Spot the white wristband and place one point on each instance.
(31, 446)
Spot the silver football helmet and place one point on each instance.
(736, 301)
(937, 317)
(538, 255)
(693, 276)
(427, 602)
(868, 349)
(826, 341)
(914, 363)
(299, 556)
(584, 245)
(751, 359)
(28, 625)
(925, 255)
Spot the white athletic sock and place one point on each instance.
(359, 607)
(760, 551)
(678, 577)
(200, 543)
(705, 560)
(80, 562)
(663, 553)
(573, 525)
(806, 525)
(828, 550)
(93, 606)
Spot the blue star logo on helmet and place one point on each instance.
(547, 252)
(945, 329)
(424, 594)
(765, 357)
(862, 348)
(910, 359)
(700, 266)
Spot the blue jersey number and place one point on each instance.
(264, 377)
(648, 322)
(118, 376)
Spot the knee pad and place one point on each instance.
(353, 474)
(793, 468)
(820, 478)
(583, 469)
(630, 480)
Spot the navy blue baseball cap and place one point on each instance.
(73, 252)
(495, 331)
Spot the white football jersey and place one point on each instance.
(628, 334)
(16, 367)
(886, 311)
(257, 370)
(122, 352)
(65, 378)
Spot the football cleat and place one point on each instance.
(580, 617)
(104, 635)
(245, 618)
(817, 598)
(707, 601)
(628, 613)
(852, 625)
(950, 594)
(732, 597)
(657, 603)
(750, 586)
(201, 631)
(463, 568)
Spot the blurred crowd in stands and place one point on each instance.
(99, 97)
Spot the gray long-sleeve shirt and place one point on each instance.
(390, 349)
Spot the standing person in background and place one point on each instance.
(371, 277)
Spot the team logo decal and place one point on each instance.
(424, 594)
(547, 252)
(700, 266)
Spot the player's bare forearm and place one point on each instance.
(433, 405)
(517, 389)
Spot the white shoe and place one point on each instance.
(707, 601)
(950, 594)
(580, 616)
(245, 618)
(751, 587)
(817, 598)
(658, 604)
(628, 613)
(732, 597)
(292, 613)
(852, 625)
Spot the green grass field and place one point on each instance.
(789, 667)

^^^^^^^^^^^^^^^^

• **Instructions for the task**:
Reproduce all of the material above word for word, keeping every line and its order unchanged.

• **Answer to the task**:
Spot the white wristband and place one point on each instance.
(31, 446)
Spot the silver football helmet and place one point on each instance.
(736, 301)
(937, 317)
(538, 255)
(693, 276)
(427, 602)
(868, 349)
(826, 341)
(914, 363)
(299, 556)
(584, 245)
(751, 359)
(28, 625)
(925, 255)
Spot the white athletic sock and place one point on each instance.
(359, 607)
(760, 551)
(678, 577)
(200, 543)
(705, 560)
(80, 562)
(663, 553)
(573, 525)
(806, 525)
(828, 550)
(93, 606)
Spot the blue star logo on helmet and place one point on each instance.
(547, 252)
(945, 329)
(424, 594)
(765, 357)
(862, 348)
(910, 359)
(700, 266)
Spot the blue jersey number and place one point on each instance.
(264, 377)
(648, 322)
(118, 376)
Spot the knee pad and place one point on each instance.
(353, 474)
(793, 468)
(820, 478)
(583, 469)
(630, 480)
Spot the navy blue baseball cap and place one point on each instance.
(73, 252)
(495, 331)
Spot the white football jersey and place one point on each instance.
(628, 334)
(16, 367)
(886, 311)
(257, 370)
(122, 352)
(65, 378)
Spot the football cleat and place one point on each instance.
(580, 617)
(104, 635)
(245, 618)
(817, 598)
(707, 601)
(628, 613)
(852, 625)
(950, 594)
(732, 597)
(657, 603)
(750, 586)
(201, 631)
(463, 568)
Spot the blurred crowd in stands and place one point on each instance.
(99, 97)
Spot the gray long-sleeve shirt and place one point on each instance.
(390, 349)
Spot the standing person in background and place one point on each instance.
(371, 277)
Spot the team logo decal and place one point on each instance.
(424, 594)
(547, 252)
(700, 266)
Spot the player's bare forearm and place one point on each instance.
(433, 405)
(517, 389)
Spot the white shoe and place one point on each instance.
(707, 601)
(950, 594)
(580, 616)
(245, 618)
(751, 587)
(817, 598)
(658, 604)
(628, 613)
(732, 597)
(292, 613)
(852, 625)
Spot the green grass field and place one point on each instance.
(789, 667)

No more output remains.